This is not at all uncommon, Card noted: developing sound measures takes time because it is challenging. Even where there are a few seminal papers, he pointed out, “we don’t just put up the victory flag and say ‘done.’” Most instruments need to be modified as theory changes, and to be adapted for use with particular populations and in particular contexts, he added. In the case of gratitude, Card noted, there are actually four popular measures that have been used in a diverse set of studies—findings that emerge across a body of work that uses different methods can yield valuable conclusions.
Researchers of humility, however, do not have a small number of widely used measures to rely on, and many seem to develop their own unique measure, “to be used in that study and never again.” One problem with this situation is that any two studies of humility may actually be measuring very different things. Conversely, other studies may be measuring constructs that are not identified as humility, but which match definitions of it that other people use. Some researchers may develop a measure without adequately testing its psychometric properties, Card added, which may be one reason why so many researchers in this area have chosen not to rely on the previous literature.
1 There are several categories of validity; construct validity is the type Card had described, a measure of the degree to which an assessment measures what it is intended to measure. In this case, the researchers compared the results to the results of tests of related constructs, such as religiosity.
“It is virtually impossible to synthesize results” from a body of work that has this degree of inconsistency in the measures used, Card pointed out. It is very difficult to say with confidence which programs are effective, or answer other important questions about humility. The situation with gratitude research is preferable, he added, but neither is ideal.
Card closed with a few suggestions with respect to planning studies, reporting results, and accumulating a body of trustworthy research. He challenged participants to include questions about psychometrics in their assessments of available research. It is important to explore what sorts of measures were used to produce compelling results, how they were developed, and what limitations might need to be taken into account. He emphasized that measuring changes in character attributes is not the same as simply measuring that attribute at a particular time.
Card also noted that “We shouldn’t assume that the creator of an instrument has thought about every population and context in which it might be used.” Others who use a measure need not be rigid, he suggested, but should carefully modify it to better suit different circumstances. Pairing a quantitative measure with qualitative or mixed-method studies—possibly working with a multidisciplinary team—is another important strategy for improving the definition of the construct and the associated measure.
Finally, Card observed that full reporting on psychometric properties should be a part of any study, so that readers can fully understand what was done and what possible limitations they should consider. He acknowledged that this is difficult. Some of the analyses are technically demanding, which means time, expertise, and resources are needed to support that extra effort. Studies that include detailed psychometric analysis tend to be less interesting to publishers, he noted, but it is important that this information be available, perhaps as a component of a larger study.

◆ Problem details
According to the excerpt on measuring humility and gratitude, how many popular measures of gratitude are there? The data come from a source unrelated to the excerpt.

◆ Information shown
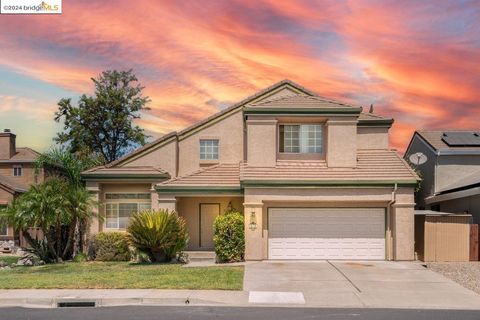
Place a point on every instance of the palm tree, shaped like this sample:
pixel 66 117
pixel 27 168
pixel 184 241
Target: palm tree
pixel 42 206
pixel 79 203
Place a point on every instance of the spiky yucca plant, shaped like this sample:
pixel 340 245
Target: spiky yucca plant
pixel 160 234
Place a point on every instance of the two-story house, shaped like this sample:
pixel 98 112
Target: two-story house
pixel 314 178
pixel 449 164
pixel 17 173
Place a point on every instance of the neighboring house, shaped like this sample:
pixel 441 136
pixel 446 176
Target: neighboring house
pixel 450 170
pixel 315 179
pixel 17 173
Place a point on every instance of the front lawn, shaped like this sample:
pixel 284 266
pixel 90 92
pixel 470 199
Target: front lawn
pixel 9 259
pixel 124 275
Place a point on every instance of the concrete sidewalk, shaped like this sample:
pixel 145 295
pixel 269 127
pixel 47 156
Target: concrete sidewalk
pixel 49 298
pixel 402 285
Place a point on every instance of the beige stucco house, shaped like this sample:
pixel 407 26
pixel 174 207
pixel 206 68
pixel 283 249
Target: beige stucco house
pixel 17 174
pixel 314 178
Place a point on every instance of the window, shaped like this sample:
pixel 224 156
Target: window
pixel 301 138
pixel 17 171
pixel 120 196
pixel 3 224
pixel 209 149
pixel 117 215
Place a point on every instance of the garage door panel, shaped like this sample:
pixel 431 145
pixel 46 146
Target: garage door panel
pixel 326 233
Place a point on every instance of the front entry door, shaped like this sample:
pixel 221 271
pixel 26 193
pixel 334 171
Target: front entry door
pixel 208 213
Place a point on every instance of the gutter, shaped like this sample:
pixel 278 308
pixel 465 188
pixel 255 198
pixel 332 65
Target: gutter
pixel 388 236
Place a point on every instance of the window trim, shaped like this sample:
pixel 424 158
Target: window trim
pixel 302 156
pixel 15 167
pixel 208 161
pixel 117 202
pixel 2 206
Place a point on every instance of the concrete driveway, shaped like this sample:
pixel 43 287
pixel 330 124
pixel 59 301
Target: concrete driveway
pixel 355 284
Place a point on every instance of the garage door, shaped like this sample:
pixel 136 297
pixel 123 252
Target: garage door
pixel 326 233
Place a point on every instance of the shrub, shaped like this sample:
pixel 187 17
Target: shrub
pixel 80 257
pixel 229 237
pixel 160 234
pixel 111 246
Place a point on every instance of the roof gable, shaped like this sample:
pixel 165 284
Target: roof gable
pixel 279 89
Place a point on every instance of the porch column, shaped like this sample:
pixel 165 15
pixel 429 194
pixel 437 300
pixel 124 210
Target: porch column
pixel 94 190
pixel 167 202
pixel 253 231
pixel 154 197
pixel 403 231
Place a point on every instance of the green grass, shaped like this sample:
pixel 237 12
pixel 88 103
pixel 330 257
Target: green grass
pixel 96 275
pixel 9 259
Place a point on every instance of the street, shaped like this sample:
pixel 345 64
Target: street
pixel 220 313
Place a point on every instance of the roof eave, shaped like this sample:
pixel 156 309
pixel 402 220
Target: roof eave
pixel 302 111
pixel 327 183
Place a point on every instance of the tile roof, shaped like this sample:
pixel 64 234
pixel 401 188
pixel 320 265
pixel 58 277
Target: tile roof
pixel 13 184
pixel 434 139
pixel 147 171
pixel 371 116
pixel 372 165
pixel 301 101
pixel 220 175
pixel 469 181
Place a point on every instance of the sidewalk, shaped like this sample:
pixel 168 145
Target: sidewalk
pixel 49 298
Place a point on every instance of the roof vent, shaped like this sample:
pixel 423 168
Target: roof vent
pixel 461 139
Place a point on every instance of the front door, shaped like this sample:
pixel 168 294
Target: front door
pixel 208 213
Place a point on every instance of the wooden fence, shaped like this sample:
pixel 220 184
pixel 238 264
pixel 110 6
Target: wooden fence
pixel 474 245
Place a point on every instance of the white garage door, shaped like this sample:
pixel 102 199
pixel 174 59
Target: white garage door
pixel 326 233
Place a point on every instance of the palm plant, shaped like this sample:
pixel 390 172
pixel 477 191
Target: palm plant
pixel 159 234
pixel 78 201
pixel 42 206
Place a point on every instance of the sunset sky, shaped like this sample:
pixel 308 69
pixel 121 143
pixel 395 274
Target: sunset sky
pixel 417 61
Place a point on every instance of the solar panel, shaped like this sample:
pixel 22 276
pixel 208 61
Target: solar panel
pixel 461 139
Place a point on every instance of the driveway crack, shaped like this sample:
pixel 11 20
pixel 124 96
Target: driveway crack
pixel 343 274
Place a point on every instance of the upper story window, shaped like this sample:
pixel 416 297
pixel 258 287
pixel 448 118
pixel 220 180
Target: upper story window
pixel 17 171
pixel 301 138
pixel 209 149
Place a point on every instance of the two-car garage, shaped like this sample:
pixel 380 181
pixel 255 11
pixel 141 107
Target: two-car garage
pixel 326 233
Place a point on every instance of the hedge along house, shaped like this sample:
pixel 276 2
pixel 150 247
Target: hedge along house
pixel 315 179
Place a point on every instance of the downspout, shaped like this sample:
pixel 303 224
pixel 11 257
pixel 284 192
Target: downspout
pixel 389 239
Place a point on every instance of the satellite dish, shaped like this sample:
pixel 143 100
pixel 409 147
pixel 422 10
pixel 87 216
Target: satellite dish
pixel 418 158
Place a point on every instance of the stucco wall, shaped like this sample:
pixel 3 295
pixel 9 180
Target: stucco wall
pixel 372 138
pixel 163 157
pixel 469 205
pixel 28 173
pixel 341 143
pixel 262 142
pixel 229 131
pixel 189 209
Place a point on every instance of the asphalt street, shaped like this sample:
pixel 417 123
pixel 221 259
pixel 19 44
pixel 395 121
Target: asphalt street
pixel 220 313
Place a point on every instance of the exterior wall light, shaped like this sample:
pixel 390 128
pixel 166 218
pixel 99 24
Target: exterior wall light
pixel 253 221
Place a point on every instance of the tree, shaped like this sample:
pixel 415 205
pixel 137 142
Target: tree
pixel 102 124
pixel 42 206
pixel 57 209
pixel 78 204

◆ Your response
Four.